[Image point grounding data]
'''

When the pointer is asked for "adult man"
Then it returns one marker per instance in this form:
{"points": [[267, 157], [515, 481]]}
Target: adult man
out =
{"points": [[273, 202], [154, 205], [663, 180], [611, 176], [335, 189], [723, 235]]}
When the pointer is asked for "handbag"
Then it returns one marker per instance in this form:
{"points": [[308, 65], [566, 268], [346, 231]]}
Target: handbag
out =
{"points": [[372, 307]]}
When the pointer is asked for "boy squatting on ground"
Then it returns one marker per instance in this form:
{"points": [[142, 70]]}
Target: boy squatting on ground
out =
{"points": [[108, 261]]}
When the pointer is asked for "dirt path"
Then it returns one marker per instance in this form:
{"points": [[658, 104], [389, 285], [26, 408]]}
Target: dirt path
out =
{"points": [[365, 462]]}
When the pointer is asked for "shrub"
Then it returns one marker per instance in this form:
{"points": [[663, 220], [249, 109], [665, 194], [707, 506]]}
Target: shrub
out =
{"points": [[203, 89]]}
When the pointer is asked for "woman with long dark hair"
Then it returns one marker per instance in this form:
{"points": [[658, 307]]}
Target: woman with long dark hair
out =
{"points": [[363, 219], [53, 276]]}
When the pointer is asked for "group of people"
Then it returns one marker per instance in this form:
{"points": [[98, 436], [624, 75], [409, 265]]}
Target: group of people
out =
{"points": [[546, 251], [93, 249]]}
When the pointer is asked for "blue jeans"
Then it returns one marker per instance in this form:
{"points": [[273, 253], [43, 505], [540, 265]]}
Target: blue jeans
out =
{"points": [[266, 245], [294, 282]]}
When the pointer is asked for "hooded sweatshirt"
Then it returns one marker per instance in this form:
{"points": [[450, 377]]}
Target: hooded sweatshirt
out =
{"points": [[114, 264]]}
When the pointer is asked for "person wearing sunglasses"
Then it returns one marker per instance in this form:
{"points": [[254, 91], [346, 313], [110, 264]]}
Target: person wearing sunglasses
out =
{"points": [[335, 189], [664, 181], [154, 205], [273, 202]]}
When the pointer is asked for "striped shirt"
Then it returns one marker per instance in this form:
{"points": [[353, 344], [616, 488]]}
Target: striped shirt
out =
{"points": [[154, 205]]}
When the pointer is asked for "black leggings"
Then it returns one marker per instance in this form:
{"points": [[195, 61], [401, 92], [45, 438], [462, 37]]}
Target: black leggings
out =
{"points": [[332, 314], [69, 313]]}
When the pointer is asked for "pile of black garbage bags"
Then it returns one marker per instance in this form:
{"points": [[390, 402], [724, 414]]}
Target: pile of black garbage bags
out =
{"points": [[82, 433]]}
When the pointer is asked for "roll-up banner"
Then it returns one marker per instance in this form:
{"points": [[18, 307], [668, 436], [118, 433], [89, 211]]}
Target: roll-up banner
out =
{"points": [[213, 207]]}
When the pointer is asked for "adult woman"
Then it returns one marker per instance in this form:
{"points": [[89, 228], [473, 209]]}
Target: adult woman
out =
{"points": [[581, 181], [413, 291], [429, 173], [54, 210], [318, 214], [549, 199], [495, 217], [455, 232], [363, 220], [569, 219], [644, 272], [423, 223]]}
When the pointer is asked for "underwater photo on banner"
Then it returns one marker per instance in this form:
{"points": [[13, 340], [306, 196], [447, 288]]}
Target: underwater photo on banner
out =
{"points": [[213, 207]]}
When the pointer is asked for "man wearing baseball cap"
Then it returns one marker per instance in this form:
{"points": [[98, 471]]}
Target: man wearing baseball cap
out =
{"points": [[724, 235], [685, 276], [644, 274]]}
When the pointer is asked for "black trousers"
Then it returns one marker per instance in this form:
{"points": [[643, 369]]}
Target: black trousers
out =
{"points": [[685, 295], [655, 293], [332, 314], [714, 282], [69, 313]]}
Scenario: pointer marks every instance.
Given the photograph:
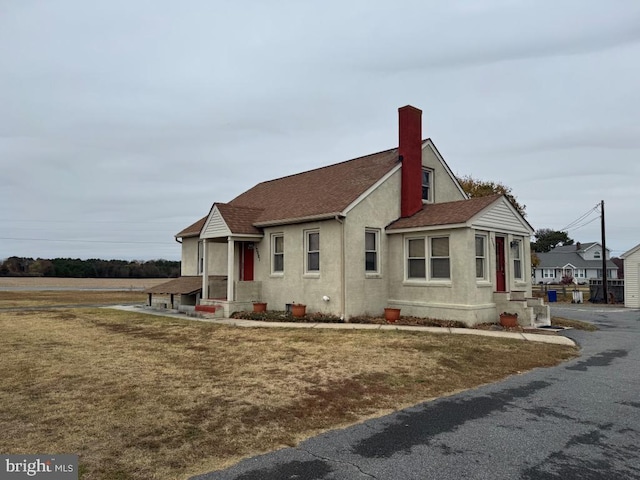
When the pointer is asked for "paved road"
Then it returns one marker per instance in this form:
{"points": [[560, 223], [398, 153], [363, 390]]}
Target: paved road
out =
{"points": [[579, 420]]}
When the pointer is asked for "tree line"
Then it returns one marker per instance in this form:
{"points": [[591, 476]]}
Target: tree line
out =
{"points": [[91, 268]]}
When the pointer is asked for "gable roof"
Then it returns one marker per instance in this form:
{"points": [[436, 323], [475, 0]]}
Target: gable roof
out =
{"points": [[630, 252], [320, 193], [192, 230], [447, 213]]}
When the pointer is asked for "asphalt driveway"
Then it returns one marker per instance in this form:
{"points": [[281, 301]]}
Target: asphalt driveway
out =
{"points": [[579, 420]]}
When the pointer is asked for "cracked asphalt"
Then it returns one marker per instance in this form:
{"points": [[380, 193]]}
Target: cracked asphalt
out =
{"points": [[578, 420]]}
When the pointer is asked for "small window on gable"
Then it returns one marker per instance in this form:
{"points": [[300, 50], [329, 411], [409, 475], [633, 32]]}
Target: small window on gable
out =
{"points": [[371, 239], [427, 184]]}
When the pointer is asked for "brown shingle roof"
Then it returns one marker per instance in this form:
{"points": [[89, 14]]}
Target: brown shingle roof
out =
{"points": [[239, 219], [323, 191], [185, 285], [448, 213]]}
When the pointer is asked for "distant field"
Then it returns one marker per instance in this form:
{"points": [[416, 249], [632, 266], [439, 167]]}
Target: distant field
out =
{"points": [[40, 283]]}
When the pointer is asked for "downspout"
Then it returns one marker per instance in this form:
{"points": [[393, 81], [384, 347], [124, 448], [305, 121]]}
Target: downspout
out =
{"points": [[343, 288]]}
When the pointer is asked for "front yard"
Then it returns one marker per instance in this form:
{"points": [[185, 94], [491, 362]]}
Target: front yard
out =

'''

_Problem statement_
With the string "people" as the key, filter the data above and show the lines that match.

_Answer section_
When the pointer is asked for "group of people"
Target: group of people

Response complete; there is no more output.